(ENTRIES PROVIDED):
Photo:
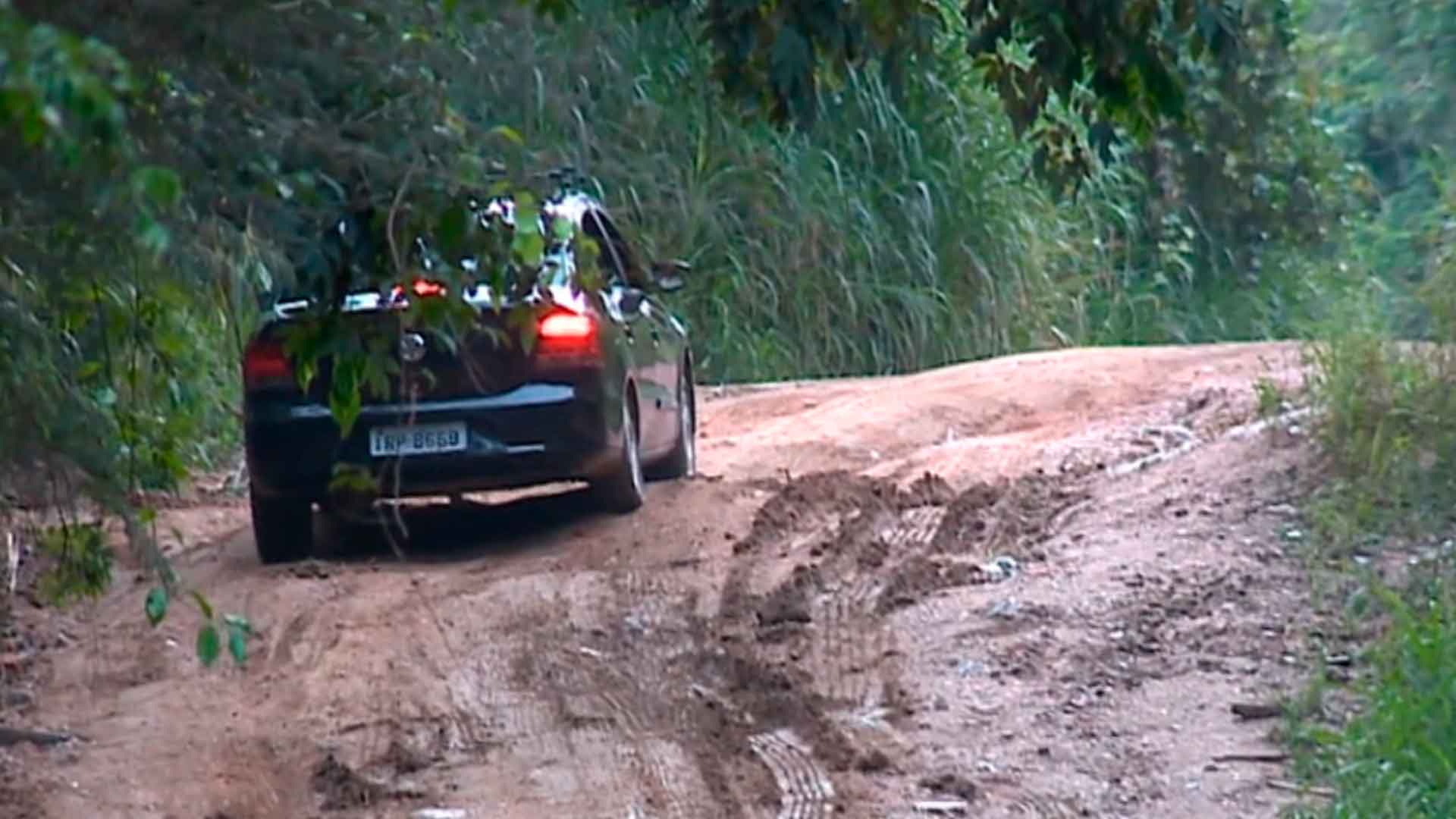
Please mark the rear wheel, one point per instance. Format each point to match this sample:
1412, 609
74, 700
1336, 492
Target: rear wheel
682, 463
283, 529
622, 491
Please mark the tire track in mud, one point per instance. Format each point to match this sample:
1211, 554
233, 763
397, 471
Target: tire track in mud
887, 551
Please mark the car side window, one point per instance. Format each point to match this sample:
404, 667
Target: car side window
615, 254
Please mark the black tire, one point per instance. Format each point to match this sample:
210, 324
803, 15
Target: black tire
283, 529
682, 463
622, 491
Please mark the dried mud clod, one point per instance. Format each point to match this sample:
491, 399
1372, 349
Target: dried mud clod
788, 605
924, 575
341, 787
1008, 518
808, 500
948, 783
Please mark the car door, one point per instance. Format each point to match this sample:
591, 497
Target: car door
626, 290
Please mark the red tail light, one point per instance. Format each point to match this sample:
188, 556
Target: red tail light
566, 327
565, 333
265, 365
425, 287
421, 287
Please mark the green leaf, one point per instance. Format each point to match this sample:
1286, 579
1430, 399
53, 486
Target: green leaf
509, 133
209, 645
237, 642
202, 604
156, 605
161, 186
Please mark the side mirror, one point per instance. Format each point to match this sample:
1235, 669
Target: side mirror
669, 276
631, 300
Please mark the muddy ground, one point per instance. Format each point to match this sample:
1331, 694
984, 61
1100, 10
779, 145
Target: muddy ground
1019, 588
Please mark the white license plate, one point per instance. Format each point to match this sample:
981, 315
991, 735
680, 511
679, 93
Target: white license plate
421, 439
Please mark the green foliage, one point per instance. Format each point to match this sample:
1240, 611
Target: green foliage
1128, 52
80, 563
1389, 409
1395, 757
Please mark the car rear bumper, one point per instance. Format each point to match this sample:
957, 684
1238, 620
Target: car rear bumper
532, 435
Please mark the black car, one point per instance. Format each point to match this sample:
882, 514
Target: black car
604, 395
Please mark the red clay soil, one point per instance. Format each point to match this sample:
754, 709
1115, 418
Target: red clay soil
949, 586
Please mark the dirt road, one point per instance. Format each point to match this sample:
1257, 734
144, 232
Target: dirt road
954, 586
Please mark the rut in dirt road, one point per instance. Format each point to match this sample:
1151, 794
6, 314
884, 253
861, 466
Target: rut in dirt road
651, 692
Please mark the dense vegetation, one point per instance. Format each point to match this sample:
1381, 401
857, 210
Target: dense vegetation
862, 188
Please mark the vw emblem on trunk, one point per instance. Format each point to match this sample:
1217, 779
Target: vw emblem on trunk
413, 347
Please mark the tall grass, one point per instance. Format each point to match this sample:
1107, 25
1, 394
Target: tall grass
1388, 430
893, 237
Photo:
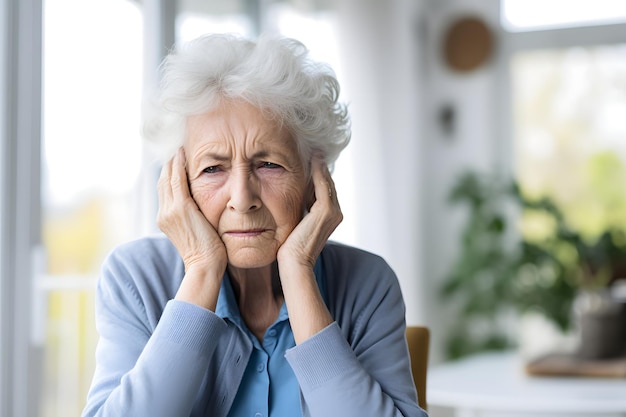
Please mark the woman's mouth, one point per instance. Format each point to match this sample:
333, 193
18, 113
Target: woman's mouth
244, 233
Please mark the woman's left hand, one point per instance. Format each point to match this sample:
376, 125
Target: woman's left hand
296, 257
307, 240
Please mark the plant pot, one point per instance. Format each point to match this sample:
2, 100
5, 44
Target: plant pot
603, 330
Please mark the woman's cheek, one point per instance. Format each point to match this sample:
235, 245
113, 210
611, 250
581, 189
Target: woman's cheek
207, 198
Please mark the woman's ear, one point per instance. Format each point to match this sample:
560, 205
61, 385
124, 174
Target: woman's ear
309, 195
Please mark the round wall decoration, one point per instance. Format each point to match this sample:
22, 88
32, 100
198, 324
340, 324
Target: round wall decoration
468, 44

(DESCRIPTION OF THE TASK): Make an exact copy of all the material, but keep the pictures out of it.

(COMPLETE ANSWER):
Photo:
Please mark the rear wheel, one point per instance. Format each point to match this sample:
1412, 609
74, 700
1336, 492
Target: rear wheel
682, 463
283, 529
622, 491
Please mark the tire track in mud, one point per instance. Format each point to match this sample:
1211, 554
233, 763
397, 471
Target: tire track in mud
887, 551
Please mark the car side window, one point per instance. Format each point to match this sample:
404, 667
Target: car side window
615, 254
Please mark the black tire, one point per instance. Format each point to match this sample:
210, 324
803, 15
Target: black tire
283, 529
682, 463
622, 491
Please mark the dried mud clod, one point per instance. Format each point to match this sample:
491, 399
1372, 349
Target: dried mud clod
788, 605
924, 575
341, 787
1008, 518
808, 500
948, 783
Please mark the car door, one point per instance. Format each point to match this sample:
591, 497
Target: car door
626, 290
Please mark the red tail light, one point per instance. Format each point to match this sample:
188, 556
Target: red tail light
566, 327
565, 333
265, 365
425, 287
421, 287
Please mark the green leaf, one point per instance. Format each point to match this sample:
1286, 579
1430, 399
53, 486
Target: green leaf
509, 133
209, 645
237, 642
202, 604
156, 605
161, 186
Please mark the side mirror, one point per instance. Format each point to match this sample:
1235, 669
Target: side mirror
669, 276
631, 300
Please mark the muddy ground, one point per instance. Format each point to match this sample:
1331, 694
984, 61
1100, 10
779, 145
Target: muddy ground
1019, 588
Please mark the white license plate, one point per instance. Format each point to match this sample:
981, 315
991, 735
680, 511
679, 93
Target: white license plate
421, 439
Please mark the green foliage, one point per instance. Format each point to match this sample:
1240, 611
Target: green foliage
1128, 52
80, 563
1389, 409
1395, 757
Please mark the car rear bumper, one point per instance. Format each point to match this sample:
957, 684
1238, 620
Target: car rear bumper
532, 435
Please mark the black car, one point per instance. Format each point to match this sample:
882, 514
Target: black car
604, 395
Please mark the red clay soil, one point per instance. Format each point to match this sample:
754, 709
1115, 418
Target: red clay soil
949, 586
Please mark the dirt road, one point per instance. Format each point to match this sample:
1257, 734
144, 232
Target: dirt road
954, 586
Please mark the rut in dirt road, one point per instance. Format each point to match this sample:
1151, 794
6, 314
884, 253
861, 466
Target: rut in dirt road
651, 692
Please mark the dense vegetation, one point per instance. Format each point to match this sample:
1381, 401
857, 210
Target: dense vegetation
862, 188
Please mark the vw emblem on trunk, one point per instance. Format each point to match this sample:
1217, 779
Target: vw emblem on trunk
413, 347
Please mark the tall grass, one point per instance. Format each point to match this sample:
1107, 25
1, 394
Target: tall grass
1388, 430
893, 237
Photo:
Please mark the woman's mouth, one point per instance. Format each point to match this sample:
333, 193
18, 113
Target: woman's mouth
244, 233
Please mark the woman's left hand, one point per instance. Format each point to match this sample:
376, 125
Target: woman's left hand
296, 257
307, 240
Please mark the plant pot, one point per instance. Format each point to match this sample:
2, 100
5, 44
Target: plant pot
603, 330
Please mark the woman's cheek, one point per instance. Format each point to match this sample:
235, 245
113, 210
611, 250
581, 189
Target: woman's cheek
207, 198
Please mark the woman's ear, one point per instance. Format each point to match this sample:
560, 205
61, 385
124, 174
Target: woman's ear
309, 195
Please mark the round wall decoration, one point per instance. Format each point to match this sample:
22, 88
32, 100
198, 324
340, 324
Target: round wall decoration
468, 44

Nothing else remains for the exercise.